• [TASK GOAL]
Shorten the paragraph in the provided text that begins "Not to harp too much on Bush's speech" into a brief bulleted list that keeps its main points.

• [PROVIDED TEXT]
Love like you've never been hurt.
Dance like nobody is watching."


still though, i keep telling myself that these are the last years i will ever be able to discover my boundaries on my own...and learn to live life, and not just simply exist. but at what price freedom? at what cost enlightenment?

a dark way to end a good weekend, but i will add that i had an astoundingly immense amount of fun.

Wednesday, June 26, 2002

Not to harp too much on Bush's speech, BUT this is a great article enunciating much better than i could how damaging this speech was. you'd think that with people like Colin Powell giving him advice to the contrary, Bush would actually listen. I'd be interested to find out who's controlling our president. An'd i'm worried about the upcoming G-8 summit (this saturday, i think) and whether Bush will selfishly direct the focus away form helping Africa (which is what the summit is supposed to be about) and instead spew out more bullshit about our righteous crusade against terrorism.

igotacarigotacarigotacar! vroom vroom clicka-clicka cccchhhhhhhcchhhhROAR! it's adorable, but i cannot think of a name yet. fluffy? actually, i'm more proud of the fact that this is the first major purchase i've ever made on my own credit, with my own money. also very saddening to realize that now i have a car payment for the next four years and can no longer abandon everything to travel around the world as i had earlier hoped. but at least i won't have to worry about car trouble for awhile, which is SUCH a relief since i've had nothing but car trouble since i started driving.

i hope my stepmother turns green with envy, vomits, and then chokes on it. i know, it's a horrible thought, but those who have known me long enough to see the evil which has been wrought by her hypocritical, despicable, sinister, selfish hands will rejoice when they hear that she's gonna be gone for at least another month! and when she gets back, $100 says she will attempt to pilfer my car or somehow make me feel guilty for borrowing her car when i crashed my old one. greedy little bitch. i'm getting mad in advance.

• [EXTRACTED RECORDS]
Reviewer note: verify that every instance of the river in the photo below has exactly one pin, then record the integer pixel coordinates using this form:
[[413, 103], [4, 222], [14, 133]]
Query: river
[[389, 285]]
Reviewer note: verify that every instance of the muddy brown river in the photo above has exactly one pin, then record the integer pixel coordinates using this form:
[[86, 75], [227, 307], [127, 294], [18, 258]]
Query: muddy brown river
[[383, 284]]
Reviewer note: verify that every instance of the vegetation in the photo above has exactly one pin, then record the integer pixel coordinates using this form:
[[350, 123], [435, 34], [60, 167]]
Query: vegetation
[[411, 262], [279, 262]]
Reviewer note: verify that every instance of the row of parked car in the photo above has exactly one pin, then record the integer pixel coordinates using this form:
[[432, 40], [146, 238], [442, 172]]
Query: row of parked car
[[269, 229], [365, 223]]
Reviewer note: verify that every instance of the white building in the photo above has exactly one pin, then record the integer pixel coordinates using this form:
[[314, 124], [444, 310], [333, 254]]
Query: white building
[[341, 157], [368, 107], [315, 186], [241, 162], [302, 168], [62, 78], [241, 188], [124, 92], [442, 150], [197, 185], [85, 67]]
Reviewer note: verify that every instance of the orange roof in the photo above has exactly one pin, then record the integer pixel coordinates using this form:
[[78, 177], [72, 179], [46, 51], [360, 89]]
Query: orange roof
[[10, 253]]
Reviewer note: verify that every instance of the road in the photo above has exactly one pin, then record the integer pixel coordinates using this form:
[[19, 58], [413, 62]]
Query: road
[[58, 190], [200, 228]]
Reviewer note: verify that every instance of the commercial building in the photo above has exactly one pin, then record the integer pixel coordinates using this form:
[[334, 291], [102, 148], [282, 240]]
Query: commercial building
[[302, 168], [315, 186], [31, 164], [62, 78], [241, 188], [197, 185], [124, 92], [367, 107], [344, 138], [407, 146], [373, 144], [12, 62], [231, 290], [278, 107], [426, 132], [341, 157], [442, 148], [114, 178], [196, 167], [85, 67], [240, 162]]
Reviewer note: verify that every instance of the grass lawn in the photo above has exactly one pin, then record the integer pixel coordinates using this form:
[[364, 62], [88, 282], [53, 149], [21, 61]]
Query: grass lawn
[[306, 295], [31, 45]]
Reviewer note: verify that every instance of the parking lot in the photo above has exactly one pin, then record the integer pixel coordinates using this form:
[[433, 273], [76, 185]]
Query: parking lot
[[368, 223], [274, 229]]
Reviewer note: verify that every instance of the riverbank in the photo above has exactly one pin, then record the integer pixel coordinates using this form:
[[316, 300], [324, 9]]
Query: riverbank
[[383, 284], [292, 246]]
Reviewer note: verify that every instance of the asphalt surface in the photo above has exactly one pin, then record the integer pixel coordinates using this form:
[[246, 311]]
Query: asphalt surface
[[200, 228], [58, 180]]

• [ANSWER SPACE]
- A great article explains, better than the writer could, how damaging Bush's speech was.
- Bush should have listened to people like Colin Powell, who advised him against it.
- The writer wonders who is controlling the president.
- The writer is worried that at the upcoming G-8 summit (this Saturday, the writer thinks), Bush will shift the focus away from helping Africa, the summit's purpose, to the crusade against terrorism.